■ **Source passage**:
- - - - - - -
Seven Swans A-swimming
The seven gifts of the Holy Spirit: Prophecy, ministry, teaching, exhortation, giving, leading, and compassion.

Eight Maids A-Milking
The eight beatitudes: Blessed are the poor in spirit, those who mourn, the meek, those who hunger and thirst for righteousness, the merciful, the pure in heart, the peacemakers, those who are persecuted for righteousness' sake.

Nine Ladies Dancing
The nine fruits of the Holy Spirit: Love, joy, peace, patience, kindness, generosity, faithfulness, gentleness, and self-control.

Ten Lords A-Leaping

The ten commandments: You shall have no other gods before me; do not make an idol; do not take God's name in vain; remember the Sabbath; honor your father and mother; do not murder; do not commit adultery; do not steal; do not bear false witness; do not covet.

Eleven Pipers Piping
The eleven faithful apostles: Simon Peter, Andrew, James, John, Philip, Bartholomew, Matthew, Thomas, James bar Alphaeus, Simon the Zealot, Judas bar James. The list does not include the twelfth disciple, Judas Iscariot who betrayed Jesus to the Romans.
- - - - - - -
■ **Objectives**:
a – In the passage above, which disciple is left out of the list of eleven apostles?
b – Reproduce word for word the section of the passage above starting at "Seven Swans A-swimming" and ending at "gentleness, and self-control.".

■ **Source excerpt**:
- - - - - - -
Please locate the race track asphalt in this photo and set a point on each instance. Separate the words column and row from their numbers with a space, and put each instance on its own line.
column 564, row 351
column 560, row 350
- - - - - - -
■ **The answers**:
a – Judas Iscariot, who betrayed Jesus to the Romans.

b –
Seven Swans A-swimming
The seven gifts of the Holy Spirit: Prophecy, ministry, teaching, exhortation, giving, leading, and compassion.

Eight Maids A-Milking
The eight beatitudes: Blessed are the poor in spirit, those who mourn, the meek, those who hunger and thirst for righteousness, the merciful, the pure in heart, the peacemakers, those who are persecuted for righteousness' sake.

Nine Ladies Dancing
The nine fruits of the Holy Spirit: Love, joy, peace, patience, kindness, generosity, faithfulness, gentleness, and self-control.